### BAGIAN DOKUMEN:

----------

Header Ads

test

Meninjau Ulang Amortisasi atas Aset Tidak Berwujud

Oleh: Purwanto (Widyaiswara Muda Pusdiklat Pajak)


Abstrak
Amortisasi merupakan alokasi sistematis atas harga perolehan aset tidak berwujud untuk dibebankan selama masa manfaatnya. Berdasarkan ketentuan tentang Pajak Penghasilan, semua aset tidak berwujud dapat dibebankan melalui amortisasi berdasarkan kelompok masa manfaatnya. Sementara itu, menurut Pernyataan Standar Akuntansi Keuangan (PSAK) revisi tahun 2010, aset tidak berwujud digolongkan menjadi yang memiliki masa manfaat terbatas dan masa manfaat tidak terbatas. Menurut PSAK tersebut, hanya aset tidak berwujud yang memiliki masa manfaat terbatas yang dibebankan melalui amortisasi. Ketentuan perpajakan mengenai amortisasi aset tidak berwujud hendaknya menyesuaikan dengan perkembangan akuntansi keuangan komersial saat ini yang berbasis International Financial Reporting Standard (IFRS).
Kata kunci : amortisasi fiskal, amortisasi komersial, aset tidak berwujud, akuntansi komersial berbasis IFRS,
PENDAHULUAN
Bagi wajib pajak yang menyelenggarakan pembukuan, atas pengeluaran untuk memperoleh aset yang masa manfaatnya lebih dari satu tahun tidak boleh dibebankan sekaligus, melainkan melalui penyusutan atau amortisasi. Dalam akuntansi, istilah penyusutan merujuk pada upaya untuk mengalokasikan secara sistematis atas harga perolehan aset berwujud selama periode masa manfaatnya. Sementara, amortisasi adalah alokasi secara sistematis atas harga perolehan aset tidak berwujud selama periode masa manfaatnya.
Pengeluaran atas perolehan tanah umumnya tidak boleh disusutkan karena masa manfaat ekonomisnya tidak terbatas. Beberapa aset tidak berwujud, misalnya merk dagang, juga memiliki sifat seperti tanah, dimana masa manfaatnya tidak terbatas. Apakah harga perolehan atas aset tersebut perlu diamortisasi? Artikel ini akan membahas tentang beberapa ketentuan tentang amortisasi fiskal atas harga perolehan aset tidak berwujud.
1. APAKAH ASET TIDAK BERWUJUD ? 
Bagi beberapa perusahaan, aset tidak berwujud merupakan komponen yang signifikan dari total kekayaannya. Beberapa analis menyatakan bahwa pada tahun 2000 merk dagang dan resep pembuatan minuman milik Coca Cola bernilai 12% dari total nilai perusahaan atau kurang lebih US $ 63.
Seperti aset perusahaan yang lain, walaupun sulit diidentifikasi secara fisik aset tidak berwujud harus memiliki manfaat ekonomi bagi perusahaan. Artinya, aset tersebut memiliki potensi untuk menghasilkan arus kas dimasa mendatang. Menurut Keiso, Weygant, dan Warfield, jenis-jenis aset tidak berwujud bisa dikelompokkan menjadi enam
a) Aset tidak berwujud terkait dengan pemasaran
Aset ini memiliki manfaat dalam memasarkan produk atau jasa yang dihasilkan perusahaan. Yang termasuk dalam kelompok ini adalah merk dagang, nama dagang, dan nama domain internet.

----------

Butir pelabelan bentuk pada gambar
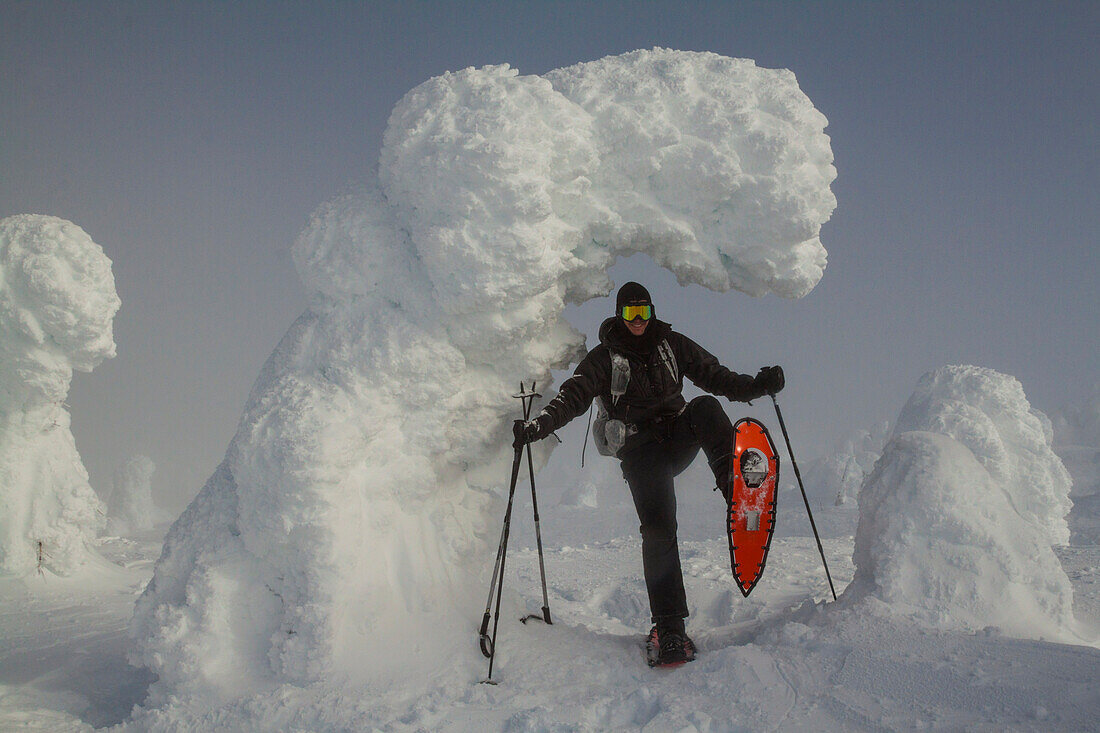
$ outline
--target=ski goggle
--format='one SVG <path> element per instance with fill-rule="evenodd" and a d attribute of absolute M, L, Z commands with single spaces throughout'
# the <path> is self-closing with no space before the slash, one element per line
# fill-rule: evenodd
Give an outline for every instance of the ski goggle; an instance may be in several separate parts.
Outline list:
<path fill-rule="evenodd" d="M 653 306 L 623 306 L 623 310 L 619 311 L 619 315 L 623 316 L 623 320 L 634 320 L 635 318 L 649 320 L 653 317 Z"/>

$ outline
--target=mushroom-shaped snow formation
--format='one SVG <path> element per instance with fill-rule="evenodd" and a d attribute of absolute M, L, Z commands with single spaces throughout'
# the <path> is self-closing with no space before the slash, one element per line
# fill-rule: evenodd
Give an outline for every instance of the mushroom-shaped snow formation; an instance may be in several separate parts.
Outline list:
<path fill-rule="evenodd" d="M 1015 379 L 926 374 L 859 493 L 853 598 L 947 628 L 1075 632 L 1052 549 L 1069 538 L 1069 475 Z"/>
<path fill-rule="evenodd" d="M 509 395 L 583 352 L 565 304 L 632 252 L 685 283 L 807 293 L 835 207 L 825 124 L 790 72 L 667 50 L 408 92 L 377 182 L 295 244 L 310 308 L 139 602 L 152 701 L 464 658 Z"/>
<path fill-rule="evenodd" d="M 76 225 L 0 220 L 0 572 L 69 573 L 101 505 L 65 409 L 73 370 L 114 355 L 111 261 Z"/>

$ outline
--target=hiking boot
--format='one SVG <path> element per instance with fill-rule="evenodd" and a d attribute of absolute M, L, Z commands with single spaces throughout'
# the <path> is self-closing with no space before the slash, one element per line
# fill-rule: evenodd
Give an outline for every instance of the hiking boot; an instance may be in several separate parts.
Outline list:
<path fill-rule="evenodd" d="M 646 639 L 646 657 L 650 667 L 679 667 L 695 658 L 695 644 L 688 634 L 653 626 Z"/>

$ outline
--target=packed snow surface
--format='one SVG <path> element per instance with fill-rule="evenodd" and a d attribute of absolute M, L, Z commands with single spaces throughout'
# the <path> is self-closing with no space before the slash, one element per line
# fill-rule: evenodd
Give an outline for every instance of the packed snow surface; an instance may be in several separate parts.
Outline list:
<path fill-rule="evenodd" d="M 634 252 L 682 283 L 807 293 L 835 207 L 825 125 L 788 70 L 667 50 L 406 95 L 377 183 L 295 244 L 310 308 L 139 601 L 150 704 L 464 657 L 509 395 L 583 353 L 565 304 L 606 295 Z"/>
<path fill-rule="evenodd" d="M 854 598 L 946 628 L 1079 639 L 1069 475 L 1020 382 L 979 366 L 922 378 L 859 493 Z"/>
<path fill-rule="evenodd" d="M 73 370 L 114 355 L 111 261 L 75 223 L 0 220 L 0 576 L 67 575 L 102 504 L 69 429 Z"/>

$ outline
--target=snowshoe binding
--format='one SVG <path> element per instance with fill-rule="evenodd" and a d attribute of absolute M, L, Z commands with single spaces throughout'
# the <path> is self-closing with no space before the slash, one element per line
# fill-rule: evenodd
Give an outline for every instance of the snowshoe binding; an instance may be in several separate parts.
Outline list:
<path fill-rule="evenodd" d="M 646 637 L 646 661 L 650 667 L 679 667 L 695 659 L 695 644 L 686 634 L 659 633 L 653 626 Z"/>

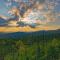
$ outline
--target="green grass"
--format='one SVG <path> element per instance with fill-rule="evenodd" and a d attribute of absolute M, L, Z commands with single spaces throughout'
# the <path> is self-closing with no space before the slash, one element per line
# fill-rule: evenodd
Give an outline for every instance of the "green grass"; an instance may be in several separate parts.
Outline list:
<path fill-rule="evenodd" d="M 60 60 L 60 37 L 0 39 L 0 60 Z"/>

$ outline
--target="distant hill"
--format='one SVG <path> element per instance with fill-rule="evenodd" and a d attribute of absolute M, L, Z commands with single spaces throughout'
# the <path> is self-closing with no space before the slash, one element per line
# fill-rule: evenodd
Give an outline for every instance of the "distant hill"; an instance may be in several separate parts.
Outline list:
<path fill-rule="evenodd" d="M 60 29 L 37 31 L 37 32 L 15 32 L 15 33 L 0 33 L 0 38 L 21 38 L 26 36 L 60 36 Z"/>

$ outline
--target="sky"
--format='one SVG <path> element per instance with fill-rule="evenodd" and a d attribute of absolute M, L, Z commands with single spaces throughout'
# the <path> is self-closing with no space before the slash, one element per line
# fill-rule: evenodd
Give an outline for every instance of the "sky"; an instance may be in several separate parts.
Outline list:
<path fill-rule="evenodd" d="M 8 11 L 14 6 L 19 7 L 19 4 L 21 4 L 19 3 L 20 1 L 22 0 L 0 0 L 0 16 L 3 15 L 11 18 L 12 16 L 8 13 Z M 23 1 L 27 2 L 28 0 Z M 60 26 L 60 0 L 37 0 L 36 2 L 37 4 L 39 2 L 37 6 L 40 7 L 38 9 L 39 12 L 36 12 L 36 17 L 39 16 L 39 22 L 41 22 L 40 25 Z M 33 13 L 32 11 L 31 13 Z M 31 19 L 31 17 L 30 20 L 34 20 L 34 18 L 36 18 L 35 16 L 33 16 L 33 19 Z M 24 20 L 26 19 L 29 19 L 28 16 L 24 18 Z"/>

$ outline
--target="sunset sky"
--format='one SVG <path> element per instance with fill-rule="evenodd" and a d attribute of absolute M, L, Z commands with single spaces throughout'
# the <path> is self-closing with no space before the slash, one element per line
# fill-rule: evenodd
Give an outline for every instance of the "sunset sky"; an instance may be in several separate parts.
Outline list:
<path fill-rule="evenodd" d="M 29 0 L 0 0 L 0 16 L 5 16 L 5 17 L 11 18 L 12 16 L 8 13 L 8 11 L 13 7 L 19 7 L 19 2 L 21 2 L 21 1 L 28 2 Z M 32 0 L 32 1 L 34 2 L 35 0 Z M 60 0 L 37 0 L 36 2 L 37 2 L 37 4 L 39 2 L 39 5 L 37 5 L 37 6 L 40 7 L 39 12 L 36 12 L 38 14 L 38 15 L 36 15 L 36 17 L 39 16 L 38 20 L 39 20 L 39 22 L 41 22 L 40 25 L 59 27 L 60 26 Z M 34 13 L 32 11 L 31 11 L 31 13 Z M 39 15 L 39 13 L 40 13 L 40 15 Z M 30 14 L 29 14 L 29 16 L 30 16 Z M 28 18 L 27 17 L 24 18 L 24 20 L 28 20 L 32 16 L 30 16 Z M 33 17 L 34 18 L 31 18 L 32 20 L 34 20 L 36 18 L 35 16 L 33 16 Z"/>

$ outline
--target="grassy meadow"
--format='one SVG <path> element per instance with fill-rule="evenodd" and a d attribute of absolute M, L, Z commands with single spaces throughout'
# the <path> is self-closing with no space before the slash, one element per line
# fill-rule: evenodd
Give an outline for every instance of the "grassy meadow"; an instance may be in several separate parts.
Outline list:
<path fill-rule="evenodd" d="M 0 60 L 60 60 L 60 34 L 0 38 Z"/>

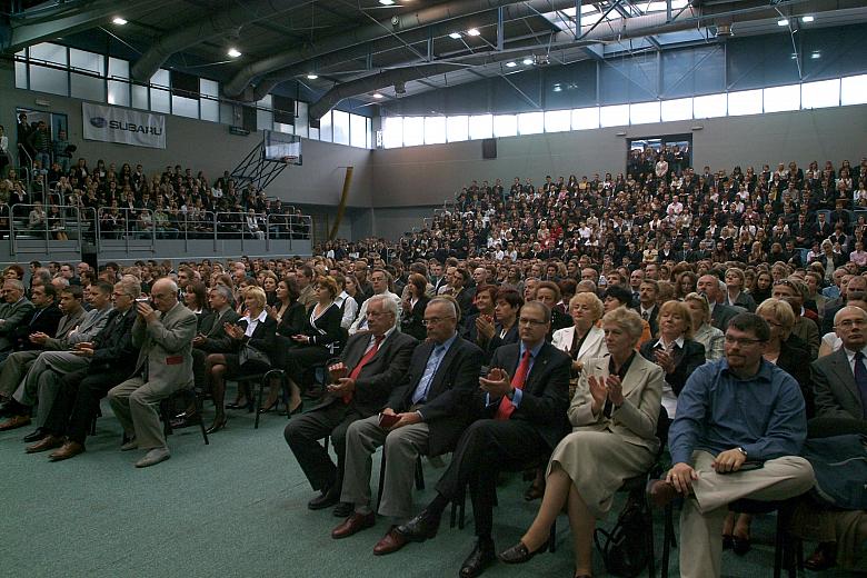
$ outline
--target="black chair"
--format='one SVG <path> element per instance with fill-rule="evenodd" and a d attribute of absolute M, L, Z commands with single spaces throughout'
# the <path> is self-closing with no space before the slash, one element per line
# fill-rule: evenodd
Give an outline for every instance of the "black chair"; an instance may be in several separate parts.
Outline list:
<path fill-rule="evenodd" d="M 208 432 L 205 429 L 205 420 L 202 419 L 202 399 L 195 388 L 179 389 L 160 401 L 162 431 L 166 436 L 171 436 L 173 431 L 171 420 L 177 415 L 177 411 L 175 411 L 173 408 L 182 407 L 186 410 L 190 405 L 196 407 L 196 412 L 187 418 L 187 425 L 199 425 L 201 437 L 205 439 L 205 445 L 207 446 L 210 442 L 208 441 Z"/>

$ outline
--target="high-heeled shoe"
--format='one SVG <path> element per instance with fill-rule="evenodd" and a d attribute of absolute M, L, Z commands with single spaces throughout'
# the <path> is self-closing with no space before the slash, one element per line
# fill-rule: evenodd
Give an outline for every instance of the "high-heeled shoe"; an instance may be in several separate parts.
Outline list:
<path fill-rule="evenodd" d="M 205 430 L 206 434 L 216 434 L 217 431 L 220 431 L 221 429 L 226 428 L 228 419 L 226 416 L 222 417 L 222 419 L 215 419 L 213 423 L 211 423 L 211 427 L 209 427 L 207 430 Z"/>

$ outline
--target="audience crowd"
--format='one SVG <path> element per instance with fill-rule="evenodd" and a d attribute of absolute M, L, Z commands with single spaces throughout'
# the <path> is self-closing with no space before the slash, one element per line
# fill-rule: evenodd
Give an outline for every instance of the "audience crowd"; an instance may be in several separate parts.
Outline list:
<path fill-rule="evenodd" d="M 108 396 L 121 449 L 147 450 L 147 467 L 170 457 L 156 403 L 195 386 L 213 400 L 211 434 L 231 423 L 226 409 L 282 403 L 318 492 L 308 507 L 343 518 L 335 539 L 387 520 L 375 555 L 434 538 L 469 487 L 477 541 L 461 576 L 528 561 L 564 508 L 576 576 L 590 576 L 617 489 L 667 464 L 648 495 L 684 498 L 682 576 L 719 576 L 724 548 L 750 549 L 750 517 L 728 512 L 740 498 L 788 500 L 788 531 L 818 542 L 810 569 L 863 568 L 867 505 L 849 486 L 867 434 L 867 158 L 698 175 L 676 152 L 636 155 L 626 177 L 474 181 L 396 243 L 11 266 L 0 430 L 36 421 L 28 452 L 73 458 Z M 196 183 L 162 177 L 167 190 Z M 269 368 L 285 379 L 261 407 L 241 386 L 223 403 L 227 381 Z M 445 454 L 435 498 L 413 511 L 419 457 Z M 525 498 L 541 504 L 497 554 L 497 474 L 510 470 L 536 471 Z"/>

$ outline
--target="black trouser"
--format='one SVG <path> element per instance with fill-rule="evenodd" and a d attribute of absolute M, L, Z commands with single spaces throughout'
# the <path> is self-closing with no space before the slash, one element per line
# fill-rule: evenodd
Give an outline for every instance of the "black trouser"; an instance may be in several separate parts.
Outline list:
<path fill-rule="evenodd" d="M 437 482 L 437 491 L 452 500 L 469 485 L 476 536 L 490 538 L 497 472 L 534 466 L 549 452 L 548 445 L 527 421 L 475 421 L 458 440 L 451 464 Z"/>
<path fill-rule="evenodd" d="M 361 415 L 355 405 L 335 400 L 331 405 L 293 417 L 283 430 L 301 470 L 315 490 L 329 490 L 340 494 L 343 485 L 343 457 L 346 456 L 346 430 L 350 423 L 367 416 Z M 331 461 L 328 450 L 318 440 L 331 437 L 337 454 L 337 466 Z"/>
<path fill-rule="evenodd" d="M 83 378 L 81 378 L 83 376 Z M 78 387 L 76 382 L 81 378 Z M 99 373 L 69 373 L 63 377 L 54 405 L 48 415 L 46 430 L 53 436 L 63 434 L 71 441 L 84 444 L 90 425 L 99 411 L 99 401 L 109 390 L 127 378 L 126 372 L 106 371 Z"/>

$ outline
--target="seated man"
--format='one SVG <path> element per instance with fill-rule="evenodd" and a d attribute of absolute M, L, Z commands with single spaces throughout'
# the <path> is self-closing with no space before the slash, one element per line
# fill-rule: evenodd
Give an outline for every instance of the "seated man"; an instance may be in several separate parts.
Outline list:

----------

### RUMUSAN SOAL:
Salin ulang bagian artikel tentang amortisasi aset tidak berwujud, mulai dari kata-kata "Meninjau Ulang Amortisasi" dan berhenti setelah "Financial Reporting Standard (IFRS).", dengan mengganti nama "PSAK" menjadi "SAK".

### JAWABAN LENGKAP:
Meninjau Ulang Amortisasi atas Aset Tidak Berwujud

Oleh: Purwanto (Widyaiswara Muda Pusdiklat Pajak)


Abstrak
Amortisasi merupakan alokasi sistematis atas harga perolehan aset tidak berwujud untuk dibebankan selama masa manfaatnya. Berdasarkan ketentuan tentang Pajak Penghasilan, semua aset tidak berwujud dapat dibebankan melalui amortisasi berdasarkan kelompok masa manfaatnya. Sementara itu, menurut Pernyataan Standar Akuntansi Keuangan (SAK) revisi tahun 2010, aset tidak berwujud digolongkan menjadi yang memiliki masa manfaat terbatas dan masa manfaat tidak terbatas. Menurut SAK tersebut, hanya aset tidak berwujud yang memiliki masa manfaat terbatas yang dibebankan melalui amortisasi. Ketentuan perpajakan mengenai amortisasi aset tidak berwujud hendaknya menyesuaikan dengan perkembangan akuntansi keuangan komersial saat ini yang berbasis International Financial Reporting Standard (IFRS).